## Objective
Copy out, word for word, every line from the one containing "Where can the macaque be" through the final line of the items below, including both ends.

## Exercise data
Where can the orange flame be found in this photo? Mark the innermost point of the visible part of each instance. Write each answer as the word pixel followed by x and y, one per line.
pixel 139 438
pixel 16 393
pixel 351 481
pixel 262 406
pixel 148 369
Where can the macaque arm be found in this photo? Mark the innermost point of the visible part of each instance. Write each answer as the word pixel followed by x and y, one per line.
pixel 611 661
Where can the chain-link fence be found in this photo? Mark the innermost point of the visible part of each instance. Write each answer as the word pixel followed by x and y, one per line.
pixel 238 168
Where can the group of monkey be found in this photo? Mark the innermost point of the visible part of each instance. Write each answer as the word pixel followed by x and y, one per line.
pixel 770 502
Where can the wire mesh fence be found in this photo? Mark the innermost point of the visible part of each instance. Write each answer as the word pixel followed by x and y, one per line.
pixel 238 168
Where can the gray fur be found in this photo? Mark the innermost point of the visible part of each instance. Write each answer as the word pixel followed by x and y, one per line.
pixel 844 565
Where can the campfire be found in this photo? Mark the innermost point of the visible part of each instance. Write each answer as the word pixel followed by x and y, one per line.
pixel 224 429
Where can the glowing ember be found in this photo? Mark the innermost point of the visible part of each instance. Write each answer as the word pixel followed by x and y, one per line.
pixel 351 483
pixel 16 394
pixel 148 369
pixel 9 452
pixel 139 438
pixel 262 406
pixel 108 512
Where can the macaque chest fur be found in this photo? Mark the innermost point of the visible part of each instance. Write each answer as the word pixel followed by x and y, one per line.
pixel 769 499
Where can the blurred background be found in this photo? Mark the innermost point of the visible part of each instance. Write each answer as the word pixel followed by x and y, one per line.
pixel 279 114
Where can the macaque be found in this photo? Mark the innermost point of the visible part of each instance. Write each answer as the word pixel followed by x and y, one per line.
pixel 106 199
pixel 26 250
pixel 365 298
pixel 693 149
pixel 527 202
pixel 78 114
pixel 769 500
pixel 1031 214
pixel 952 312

## Full solution
Where can the macaque be found in this photo? Mark the innermost point of the visible part of each instance. Write each answer as the word pixel followed by x and y, one per line.
pixel 106 199
pixel 26 250
pixel 365 298
pixel 693 149
pixel 527 202
pixel 78 114
pixel 769 500
pixel 1031 214
pixel 952 312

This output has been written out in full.